> **Work instruction**: Reproduce all the entries beneath this sentence exactly.

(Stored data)
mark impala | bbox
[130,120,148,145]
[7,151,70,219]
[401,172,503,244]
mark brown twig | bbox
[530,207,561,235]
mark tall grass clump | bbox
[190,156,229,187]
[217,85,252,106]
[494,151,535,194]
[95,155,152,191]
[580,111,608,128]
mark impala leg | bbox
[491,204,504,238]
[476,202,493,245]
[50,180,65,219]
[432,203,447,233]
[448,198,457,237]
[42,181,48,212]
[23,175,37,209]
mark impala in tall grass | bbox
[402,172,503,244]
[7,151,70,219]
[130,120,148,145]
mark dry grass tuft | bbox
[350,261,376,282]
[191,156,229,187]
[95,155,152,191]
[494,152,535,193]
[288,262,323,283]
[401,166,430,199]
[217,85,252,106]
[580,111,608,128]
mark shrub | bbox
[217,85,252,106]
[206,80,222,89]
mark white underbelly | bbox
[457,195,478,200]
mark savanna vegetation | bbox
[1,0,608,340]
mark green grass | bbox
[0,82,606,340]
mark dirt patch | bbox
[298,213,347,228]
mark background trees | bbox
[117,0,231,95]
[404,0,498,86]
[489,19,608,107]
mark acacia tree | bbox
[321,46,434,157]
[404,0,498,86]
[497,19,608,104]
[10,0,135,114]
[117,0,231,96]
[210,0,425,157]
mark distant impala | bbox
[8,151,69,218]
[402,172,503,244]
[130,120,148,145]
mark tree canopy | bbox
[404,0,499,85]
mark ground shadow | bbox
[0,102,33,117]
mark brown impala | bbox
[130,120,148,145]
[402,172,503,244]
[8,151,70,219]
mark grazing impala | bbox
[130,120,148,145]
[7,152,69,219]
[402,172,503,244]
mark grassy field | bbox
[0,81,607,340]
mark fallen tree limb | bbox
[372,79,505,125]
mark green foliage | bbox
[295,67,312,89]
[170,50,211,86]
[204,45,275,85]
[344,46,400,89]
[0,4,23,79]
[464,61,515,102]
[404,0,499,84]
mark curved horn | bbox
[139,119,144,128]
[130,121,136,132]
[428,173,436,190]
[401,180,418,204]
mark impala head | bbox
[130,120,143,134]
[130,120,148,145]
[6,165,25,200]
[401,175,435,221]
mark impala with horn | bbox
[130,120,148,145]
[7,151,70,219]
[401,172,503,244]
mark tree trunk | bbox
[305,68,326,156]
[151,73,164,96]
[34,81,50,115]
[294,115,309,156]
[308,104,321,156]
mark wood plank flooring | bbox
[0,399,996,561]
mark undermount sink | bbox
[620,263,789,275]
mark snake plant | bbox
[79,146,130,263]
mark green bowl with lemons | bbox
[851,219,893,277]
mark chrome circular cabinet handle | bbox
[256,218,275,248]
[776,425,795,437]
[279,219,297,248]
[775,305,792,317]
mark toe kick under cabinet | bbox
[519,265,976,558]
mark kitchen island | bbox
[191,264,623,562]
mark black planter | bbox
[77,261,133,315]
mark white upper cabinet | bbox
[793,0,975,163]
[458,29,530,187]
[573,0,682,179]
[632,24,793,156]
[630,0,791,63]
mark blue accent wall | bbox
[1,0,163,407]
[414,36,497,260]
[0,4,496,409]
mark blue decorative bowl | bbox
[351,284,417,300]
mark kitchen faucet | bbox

> **Output of the task**:
mark impala | bbox
[130,120,148,145]
[7,151,70,219]
[401,172,503,244]
mark brown twig | bbox
[530,207,561,235]
mark tall grass clump | bbox
[190,156,229,187]
[217,85,252,106]
[494,151,535,194]
[95,155,152,191]
[580,111,608,128]
mark impala leg | bbox
[491,204,504,238]
[476,202,493,245]
[50,180,65,219]
[432,203,447,233]
[448,198,457,237]
[42,181,48,212]
[23,175,37,209]
mark impala in tall grass | bbox
[402,172,503,244]
[7,151,70,219]
[130,120,148,145]
mark dry grass tuft | bbox
[350,261,376,282]
[191,156,229,187]
[95,155,152,191]
[494,152,535,193]
[288,262,323,283]
[401,166,430,199]
[217,85,252,106]
[580,111,608,128]
mark shrub | bbox
[217,85,252,106]
[206,80,222,89]
mark white underbelly | bbox
[457,195,478,200]
mark savanna vegetation | bbox
[1,0,608,340]
mark green grass | bbox
[0,82,606,340]
mark dirt patch | bbox
[298,213,347,228]
mark background trees | bbox
[117,0,231,95]
[404,0,498,86]
[489,19,608,107]
mark acacia tree | bbox
[321,46,434,157]
[404,0,498,86]
[497,19,608,104]
[10,0,135,114]
[117,0,231,96]
[210,0,425,157]
mark distant impala | bbox
[8,151,69,218]
[402,172,503,244]
[130,120,148,145]
mark tree canopy | bbox
[404,0,499,85]
mark ground shadow | bbox
[0,102,33,117]
mark brown impala | bbox
[130,120,148,145]
[402,172,503,244]
[8,151,70,219]
mark grazing impala | bbox
[130,120,148,145]
[7,152,69,219]
[402,172,503,244]
mark grassy field | bbox
[0,81,607,340]
mark fallen tree limb | bbox
[372,79,505,125]
mark green foliage | bbox
[295,67,312,89]
[170,50,211,86]
[204,45,275,85]
[344,46,400,89]
[0,4,23,79]
[464,61,515,102]
[404,0,499,84]
mark curved horn | bbox
[139,119,144,128]
[130,121,136,132]
[428,173,436,190]
[401,180,418,204]
mark impala head | bbox
[130,120,143,134]
[130,120,148,145]
[6,165,25,200]
[401,175,435,221]
mark impala with horn | bbox
[130,120,148,145]
[7,151,70,219]
[401,172,503,244]
mark tree trunk | bbox
[305,68,326,156]
[151,73,164,96]
[34,81,50,115]
[294,115,309,156]
[308,104,321,156]
mark wood plank flooring | bbox
[0,399,996,561]
mark undermount sink | bbox
[620,263,789,275]
mark snake plant | bbox
[79,146,130,263]
mark green bowl with lemons | bbox
[851,219,893,277]
mark chrome circular cabinet handle | bbox
[256,218,275,248]
[776,425,795,437]
[279,219,297,248]
[775,305,792,317]
mark toe kick under cabinet | bbox
[519,265,976,558]
mark kitchen island | bbox
[191,264,623,562]
mark black planter | bbox
[77,261,133,315]
mark white upper cabinet | bbox
[793,0,975,163]
[458,29,530,187]
[573,0,682,179]
[632,24,793,156]
[630,0,791,63]
mark blue accent wall | bbox
[1,0,163,407]
[414,36,497,260]
[0,4,496,409]
mark blue decorative bowl | bbox
[351,284,417,300]
mark kitchen faucet | bbox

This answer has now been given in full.